Premier concours en 1872 à Langres
En 1750 une famille d’anabaptistes louait la ferme de Couthenans. Son descendant, Thierry Hückel, qui habite toujours la ferme raconte : « Jean Graber et Jean Riche ont été invités par le prince de Montbéliard dans son château. Quand ils arrivèrent, le prince leur a dit que sa femme voulait avoir douze vaches toutes semblables, venant de Suisse. Ils n’osèrent pas refuser et allèrent en Suisse où ils trouvèrent onze vaches tachetées blanc et noir. Mais ils ne trouvèrent pas une douzième donnant satisfaction. Ils en achetèrent une blanche tachetée de rouge. Elle était beaucoup mieux charpentée que celles tachetées de noir et la ramenèrent avec les autres pour le prince. Quelques jours plus tard, le prince leur demanda quelle récompense ils désiraient. Il leur offrit une ferme en propriété à chacun, mais Jean Riche refusa, alléguant que si une nouvelle période de persécution revenait à l’endroit des anabaptistes, ils seraient tentés d’abandonner leur foi, car ils risqueraient d’être trop attachés à ces biens terrestres. Il leur donna alors un bon salaire en argent pour leur travail. C’est de cette bête blanche et rouge qu’est issue la race montbéliarde. »

▶ Énoncé: Relevez tous les noms de lieux qui apparaissent dans le texte sur l'origine de la race montbéliarde, titre compris.

▶ Données fournies:

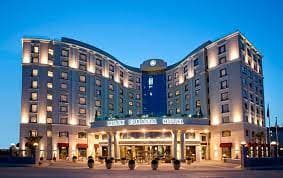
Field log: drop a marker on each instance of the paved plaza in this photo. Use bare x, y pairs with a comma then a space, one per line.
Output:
207, 169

▶ Corrigé: Langres, Couthenans, Montbéliard, Suisse